- **REQUIRED WORK**
Exact copies of all the entries below are expected in the answer.

BEGIN RECORDED INFORMATION

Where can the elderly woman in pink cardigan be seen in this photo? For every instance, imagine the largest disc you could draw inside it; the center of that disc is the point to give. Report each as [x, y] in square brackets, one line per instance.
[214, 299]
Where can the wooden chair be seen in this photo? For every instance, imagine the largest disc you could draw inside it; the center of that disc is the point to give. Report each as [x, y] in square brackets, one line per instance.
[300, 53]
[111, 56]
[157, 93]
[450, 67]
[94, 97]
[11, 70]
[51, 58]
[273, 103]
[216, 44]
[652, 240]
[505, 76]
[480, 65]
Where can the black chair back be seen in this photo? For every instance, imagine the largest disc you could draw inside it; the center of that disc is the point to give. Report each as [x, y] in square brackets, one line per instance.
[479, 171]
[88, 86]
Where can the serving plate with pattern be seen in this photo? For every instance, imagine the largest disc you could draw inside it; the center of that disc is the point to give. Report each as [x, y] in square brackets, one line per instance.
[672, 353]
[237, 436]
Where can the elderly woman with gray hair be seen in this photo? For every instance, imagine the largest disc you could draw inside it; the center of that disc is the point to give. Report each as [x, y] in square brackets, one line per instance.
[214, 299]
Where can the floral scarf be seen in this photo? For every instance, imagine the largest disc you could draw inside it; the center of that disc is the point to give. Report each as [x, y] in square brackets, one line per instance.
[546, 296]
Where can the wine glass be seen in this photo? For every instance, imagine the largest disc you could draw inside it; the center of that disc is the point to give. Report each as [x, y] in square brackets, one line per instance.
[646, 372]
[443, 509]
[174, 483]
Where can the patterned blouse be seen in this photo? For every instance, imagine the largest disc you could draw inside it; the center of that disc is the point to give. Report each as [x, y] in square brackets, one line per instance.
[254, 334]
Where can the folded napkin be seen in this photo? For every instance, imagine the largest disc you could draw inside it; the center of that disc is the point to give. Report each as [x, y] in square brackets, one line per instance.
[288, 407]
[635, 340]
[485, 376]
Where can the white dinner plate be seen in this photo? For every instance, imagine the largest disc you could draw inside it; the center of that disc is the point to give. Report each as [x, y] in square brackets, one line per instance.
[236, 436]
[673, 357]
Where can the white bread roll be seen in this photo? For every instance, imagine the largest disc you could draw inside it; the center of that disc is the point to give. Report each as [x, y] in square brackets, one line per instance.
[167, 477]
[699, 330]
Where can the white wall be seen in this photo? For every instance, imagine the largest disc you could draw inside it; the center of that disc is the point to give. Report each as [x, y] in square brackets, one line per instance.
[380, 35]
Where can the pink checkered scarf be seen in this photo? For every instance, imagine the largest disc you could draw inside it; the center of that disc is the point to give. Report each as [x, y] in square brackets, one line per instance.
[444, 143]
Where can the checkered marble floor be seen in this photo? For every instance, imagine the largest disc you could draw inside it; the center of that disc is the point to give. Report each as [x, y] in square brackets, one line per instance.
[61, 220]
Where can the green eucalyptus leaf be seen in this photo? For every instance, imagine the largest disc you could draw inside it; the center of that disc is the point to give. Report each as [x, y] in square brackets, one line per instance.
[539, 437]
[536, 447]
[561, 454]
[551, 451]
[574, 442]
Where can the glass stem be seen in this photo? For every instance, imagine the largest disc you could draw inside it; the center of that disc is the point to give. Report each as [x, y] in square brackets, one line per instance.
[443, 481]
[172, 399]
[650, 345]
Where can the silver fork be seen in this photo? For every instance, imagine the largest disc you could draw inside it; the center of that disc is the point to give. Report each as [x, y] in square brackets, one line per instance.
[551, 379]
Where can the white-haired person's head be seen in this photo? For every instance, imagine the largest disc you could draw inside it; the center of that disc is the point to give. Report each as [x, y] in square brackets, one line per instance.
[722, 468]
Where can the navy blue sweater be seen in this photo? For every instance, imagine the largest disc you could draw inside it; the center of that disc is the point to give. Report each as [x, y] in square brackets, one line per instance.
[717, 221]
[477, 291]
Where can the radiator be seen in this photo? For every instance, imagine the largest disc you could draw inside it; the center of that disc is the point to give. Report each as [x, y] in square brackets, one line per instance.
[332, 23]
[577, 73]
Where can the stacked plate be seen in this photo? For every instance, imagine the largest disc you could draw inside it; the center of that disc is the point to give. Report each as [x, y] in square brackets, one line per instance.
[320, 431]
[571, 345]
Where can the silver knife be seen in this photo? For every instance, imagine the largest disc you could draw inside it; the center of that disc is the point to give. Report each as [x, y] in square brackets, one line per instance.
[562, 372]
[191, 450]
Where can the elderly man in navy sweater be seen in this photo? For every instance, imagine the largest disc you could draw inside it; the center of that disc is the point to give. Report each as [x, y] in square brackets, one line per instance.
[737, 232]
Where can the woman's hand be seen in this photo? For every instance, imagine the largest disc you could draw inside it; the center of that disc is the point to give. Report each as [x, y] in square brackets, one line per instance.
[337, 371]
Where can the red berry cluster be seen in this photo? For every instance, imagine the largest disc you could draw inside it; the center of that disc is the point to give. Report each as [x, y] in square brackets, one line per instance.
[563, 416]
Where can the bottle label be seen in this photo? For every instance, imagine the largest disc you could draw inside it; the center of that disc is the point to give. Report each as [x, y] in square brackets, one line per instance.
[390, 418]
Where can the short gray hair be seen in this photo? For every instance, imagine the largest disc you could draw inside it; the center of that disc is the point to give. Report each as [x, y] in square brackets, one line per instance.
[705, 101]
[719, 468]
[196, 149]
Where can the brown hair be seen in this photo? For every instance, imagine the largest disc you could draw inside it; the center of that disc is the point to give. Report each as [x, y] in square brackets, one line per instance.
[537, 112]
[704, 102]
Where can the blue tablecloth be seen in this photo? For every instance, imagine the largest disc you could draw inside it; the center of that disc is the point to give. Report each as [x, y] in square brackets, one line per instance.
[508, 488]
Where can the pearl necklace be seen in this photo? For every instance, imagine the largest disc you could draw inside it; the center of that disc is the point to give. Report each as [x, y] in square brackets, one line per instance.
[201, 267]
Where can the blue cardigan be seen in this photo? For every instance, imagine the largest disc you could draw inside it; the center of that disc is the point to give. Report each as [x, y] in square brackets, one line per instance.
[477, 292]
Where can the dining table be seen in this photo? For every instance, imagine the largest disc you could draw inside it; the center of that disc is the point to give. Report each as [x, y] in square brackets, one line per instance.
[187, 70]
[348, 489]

END RECORDED INFORMATION

- **RESPONSE AREA**
Where can the elderly woman in pink cardigan be seen in this photo? For every instance, imagine the largest disc you could draw inside it; the center of that disc is the point to give. Report each as [x, y] in square brackets, one line per instance.
[214, 299]
Where can the wooden chair be seen in this photo? For every instance, imagine the largest disc you could draw inside it; the center of that disc is the point to give. Report each as [x, y] in square brackets, one line per instance.
[300, 53]
[111, 56]
[157, 93]
[450, 67]
[94, 97]
[11, 70]
[51, 58]
[273, 103]
[216, 44]
[652, 240]
[505, 76]
[480, 65]
Where can the black chair back be seen in this photo? For every instance, imagine the largest disc you could draw inside it; the center of that disc is the point to give. Report each as [x, y] in square brackets, one line per instance.
[479, 171]
[88, 86]
Where can the serving plate with pattern be seen in this photo? For every instance, imagine the largest disc you could draw inside it; the center of that disc is the point to give. Report each as [x, y] in square brackets, one line per instance.
[672, 353]
[237, 436]
Where can the elderly woman with gray hair be seen in this photo? For every instance, imagine the largest disc you could draw inside it; the center of that disc is the point to give. Report each as [x, y] in square brackets, one line per instance.
[214, 299]
Where can the floral scarf be seen in this photo? For every instance, imagine the largest disc you could draw inside it; the center of that disc is the point to give. Report each as [x, y] in square brackets, one line per instance.
[546, 296]
Where can the wine glass be seen in this photo? For every instance, imagine the largest disc you could draw inside it; the center of that disc is the point to give. Report each as [x, y] in square brackets, one line per instance.
[646, 372]
[443, 509]
[174, 483]
Where can the patterned blouse be seen in this photo? For every instance, imagine the largest disc you could draw inside it; the center of that disc is the point to give. Report each as [x, y] in square brackets, one line per instance.
[254, 334]
Where can the folded napkin be seen in this photo? For every instance, imagine the largest disc you could draw inside it; the center of that disc is the point to give. Report each as [x, y] in square brackets, one line per instance.
[288, 407]
[635, 340]
[485, 376]
Where can the white dinner plate be seen in this photo? For every instance, imagine the largest disc you could draw inside it; the center of that disc is the point to give. Report each as [x, y] in square brackets, one line per instance.
[236, 436]
[673, 357]
Where can the white bread roll be seen in this photo? For every instance, imagine the largest disc you could draw inside it; the center of that disc is the point to give. Report each as [x, y] in square brackets, one line per instance.
[167, 477]
[699, 330]
Where can the white wall be seen in this photo? For every instance, imagine the largest disc you could draw inside it; the center of that disc is the point to give. Report each as [x, y] in square brackets, one line per instance.
[380, 35]
Where can the pink checkered scarf be seen in this photo? For every instance, imagine the largest disc you could draw inside it; the center of that disc is the point to give. Report each as [x, y] in square brackets, one line per instance.
[444, 143]
Where can the checkered marble floor be seen in this photo? For every instance, imagine the largest disc you could draw inside it; the center of that disc is the point to give. Report each as [x, y] in square brackets, one line per instance.
[61, 220]
Where can the green eucalyptus leaf be seen in this photo? For every instance, imagine the largest disc you could draw inside it; the center of that disc is the point to give. Report each as [x, y] in square brackets, one line per instance.
[539, 437]
[536, 447]
[561, 454]
[551, 451]
[574, 442]
Where can the glass stem be seen in this photo? For every instance, imagine the largest disc you could draw inside it; the center of that disc is the point to give. Report each as [x, y] in square brackets, one line per instance.
[443, 481]
[172, 399]
[650, 345]
Where can the silver fork be seen in this photo? For every instance, imagine the largest disc you could draw inside it; the center of that disc is the point to give. Report each as [x, y] in square brackets, one line per instance.
[551, 379]
Where can the white-haired person's head be seen in this photo? For every instance, imagine the largest disc you could draw inside it; the center of that disc is the point to give. Report each as [x, y] in square brackets, one line per instance.
[722, 468]
Where can the navy blue sweater be seen in this photo? For every instance, imagine the largest disc you could draw inside it; the center of that disc is the point to give. Report each as [x, y] in square brackets, one line per instance.
[717, 221]
[477, 291]
Where can the radiator be seen in this photo? For every instance, imagine the largest disc you could draw inside it; the center of that disc is the point to give. Report each as [x, y] in square brackets, one line per instance.
[332, 23]
[577, 73]
Where can the stacked plate be seen in this photo? For every instance, imagine the largest disc you could draw inside it; the center of that disc is the point to give. Report each as [x, y] in square brackets, one line per instance.
[320, 431]
[571, 345]
Where can the silver knife be seen in this photo? For every instance, imagine the largest disc you could draw inside it; the center of that disc is the point to give. Report each as [x, y] in square brackets, one line per instance.
[562, 372]
[191, 450]
Where can the elderly man in navy sweater be seen in this photo? For every instance, imagine the largest disc you could draw inside it; the center of that disc is the point to give. Report each as [x, y] in square brackets, one line per instance.
[737, 232]
Where can the woman's hand be seen in this photo? For every instance, imagine the largest disc you could draw inside it; the center of that disc is the point to give. Report each as [x, y] in square brackets, one line per instance.
[337, 371]
Where can the red berry cluster be seen in this photo? For every instance, imagine the largest disc you could draw inside it; the center of that disc is the point to give. Report each as [x, y] in square brackets, one line per instance.
[563, 416]
Where can the bottle label be seen in this photo? For every instance, imagine the largest disc you could draw inside it; the center of that disc is the point to give. Report each as [x, y] in square brackets, one line per instance.
[390, 418]
Where can the short gray hair be seen in this photo? For every instance, imagine the largest disc you could draw inside it; the center of that disc is the point to give. Report each as [x, y] in square brackets, one line per instance.
[705, 101]
[719, 468]
[196, 149]
Where can the brown hair be seen in this photo? For every instance, imagine the largest disc you could draw inside it; the center of that disc is the point to give. Report each as [x, y] in square brackets, one line per instance.
[537, 112]
[704, 102]
Where can the blue tablecloth be seen in this photo? For every instance, imagine the largest disc you could draw inside it; the center of that disc is the point to give. Report each as [x, y] in square brackets, one line per instance.
[508, 488]
Where can the pearl necklace be seen in this photo? For every instance, imagine the largest disc you could draw inside it; the center of that disc is the point to give. Report each as [x, y] in square brackets, one line per instance.
[201, 267]
Where can the blue cardigan be seen in this photo? For every instance, imagine the largest disc you could draw inside it; the center of that disc is the point to give. Report each as [x, y] in square brackets, one line per instance.
[477, 292]
Where can the dining table be seen in this photo? For every instance, imagine the largest disc you could draw inside it; the center of that disc is the point to give. Report each as [x, y] in square brackets, one line per instance.
[187, 70]
[348, 489]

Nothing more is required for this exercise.